Complete the following:
A – Read the film review below and decide whether each statement agrees with it. For each, answer yes or no and quote the words of the review that settle it.
(i) The review says Mank can be enjoyed by a viewer who has never seen Citizen Kane.
(ii) Portrait of a Lady on Fire is set in 19th-century England.
(iii) The review calls Mank more accessible than some of Fincher's previous work.
B – Answer these questions from the film review below.
(i) Who directed Portrait of a Lady on Fire?
(ii) On which service is Portrait of a Lady on Fire available?
(iii) Whose shadow does the review say looms large over Mank?
C – Extend the film review below by writing what comes after its final sentence, keeping the same voice.

Given passage:
┌────────

The film is brilliant, as almost all of Fincher’s work tends to be, though it is nowhere near as accessible as some of his previous work. If you were to watch Mank without ever seeing Citizen Kane it would still be enjoyable, but understanding the full context unlocks so much more of the film. The construction of the film mirrors the creation of the material it depicts in many ways, both on the surface, with its non-linear storyline and witty dialogue, as well as thematically, with the rise and fall of the titular character. The shadow of Orson Welles looms large over the entire film.

2) Portrait of a Lady on Fire

Directed by Céline Sciamma 

Available on Mubi

A period piece set in 18th century France about an artist and the aristocrat she is tasked with painting. On paper, Portrait of a Lady on Fire should be nowhere near this top ten, and yet here it is.

The film is hypnotic. Despite its relative simplicity, it will elicit emotions that very few other films are capable of doing. You will just zone out, watching the film go by, entranced by the energy and emotions on screen. You will wonder how the story will end, but you will not want it to finish.

└────────

Dataset content:

┌────────

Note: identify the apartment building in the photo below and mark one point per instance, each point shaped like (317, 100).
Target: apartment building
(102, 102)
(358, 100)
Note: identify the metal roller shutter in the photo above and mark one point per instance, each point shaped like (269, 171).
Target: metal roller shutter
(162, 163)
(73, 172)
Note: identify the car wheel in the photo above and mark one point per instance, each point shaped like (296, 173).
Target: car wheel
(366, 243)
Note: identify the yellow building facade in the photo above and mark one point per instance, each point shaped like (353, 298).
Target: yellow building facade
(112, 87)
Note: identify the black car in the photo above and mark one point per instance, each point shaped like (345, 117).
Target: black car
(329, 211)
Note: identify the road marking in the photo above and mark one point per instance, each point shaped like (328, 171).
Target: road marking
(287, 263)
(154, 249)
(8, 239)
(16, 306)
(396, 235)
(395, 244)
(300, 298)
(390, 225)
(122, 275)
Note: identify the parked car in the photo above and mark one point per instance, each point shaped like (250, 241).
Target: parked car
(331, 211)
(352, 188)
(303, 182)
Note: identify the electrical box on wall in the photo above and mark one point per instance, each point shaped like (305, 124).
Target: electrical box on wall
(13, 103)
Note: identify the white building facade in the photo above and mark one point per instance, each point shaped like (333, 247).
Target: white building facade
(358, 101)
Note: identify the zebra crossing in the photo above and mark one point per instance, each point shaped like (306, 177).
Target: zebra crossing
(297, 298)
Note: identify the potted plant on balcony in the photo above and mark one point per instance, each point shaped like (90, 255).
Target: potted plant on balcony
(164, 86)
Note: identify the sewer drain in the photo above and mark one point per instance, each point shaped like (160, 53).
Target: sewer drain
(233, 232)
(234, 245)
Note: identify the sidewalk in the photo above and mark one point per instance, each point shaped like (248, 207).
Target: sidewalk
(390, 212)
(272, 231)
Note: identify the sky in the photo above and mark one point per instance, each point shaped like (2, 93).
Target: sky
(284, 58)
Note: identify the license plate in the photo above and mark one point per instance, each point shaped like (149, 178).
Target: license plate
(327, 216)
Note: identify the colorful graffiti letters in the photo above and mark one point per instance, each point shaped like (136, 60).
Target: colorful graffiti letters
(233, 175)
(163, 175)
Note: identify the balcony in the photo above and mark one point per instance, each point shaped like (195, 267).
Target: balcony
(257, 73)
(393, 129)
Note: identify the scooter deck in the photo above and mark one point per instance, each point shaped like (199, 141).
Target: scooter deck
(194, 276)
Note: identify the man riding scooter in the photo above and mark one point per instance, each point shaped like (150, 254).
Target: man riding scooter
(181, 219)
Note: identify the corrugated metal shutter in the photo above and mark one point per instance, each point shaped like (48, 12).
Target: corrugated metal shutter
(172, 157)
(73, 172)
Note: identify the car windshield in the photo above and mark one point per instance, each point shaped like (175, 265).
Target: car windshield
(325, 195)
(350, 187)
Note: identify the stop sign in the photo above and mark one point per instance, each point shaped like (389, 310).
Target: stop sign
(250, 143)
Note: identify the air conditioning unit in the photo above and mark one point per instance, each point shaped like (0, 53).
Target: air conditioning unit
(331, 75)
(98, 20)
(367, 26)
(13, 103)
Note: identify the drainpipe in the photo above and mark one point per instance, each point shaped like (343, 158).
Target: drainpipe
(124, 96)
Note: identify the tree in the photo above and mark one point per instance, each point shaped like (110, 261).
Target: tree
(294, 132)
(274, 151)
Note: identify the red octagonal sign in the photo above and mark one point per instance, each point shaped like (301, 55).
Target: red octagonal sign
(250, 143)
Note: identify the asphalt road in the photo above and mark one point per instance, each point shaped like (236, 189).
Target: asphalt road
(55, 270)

└────────

Responses:
A –
(i) Yes: "If you were to watch Mank without ever seeing Citizen Kane it would still be enjoyable"
(ii) No: "A period piece set in 18th century France"
(iii) No: "it is nowhere near as accessible as some of his previous work"

B –
(i) Céline Sciamma
(ii) Mubi
(iii) Orson Welles

C –
Céline Sciamma packs each frame with tangible emotion, and she does it all without a manipulative score. The viewer knows exactly what to feel at all times, purely on the merit of the leads’ magnetic performance and Claire Mathon’s luscious cinematography. All of this peaks in the films closing minutes, which will leave you unable to breathe. C’est magnifique.

1) Parasite

Directed by Bong Joon-ho

Available on Prime Video

Long story short, Parasite is the best film of the last ten years. 

It is a true marvel – a cinematic experience that will never be forgotten. Bong Joon-ho’s masterpiece manages to explore class conflict and wealth disparity all the while having engaging dialogue and smart humour.

Every note in this film is deliberate – every shot, every line of dialogue, every prop – it is all intricately strung together into a magnificent symphony that manages to be both hilarious and disconcerting, thought-provoking and mind-numbing.

Some may be put off by the film being entirely in Korean, but within thirty minutes of the film starting, you will completely forget that you are reading subtitles. In fact, the subtitles arguably add to the experience – you are less likely to miss the many nuances in the film’s screenplay. 

Bong put it best when he said: “Once you overcome the one-inch tall barrier of subtitles, you will be introduced to so many more amazing films.”

Parasite is so amazing there is no way I can do it justice here. Just watch the film. It is a life-altering experience, and a film you will yearn to revisit.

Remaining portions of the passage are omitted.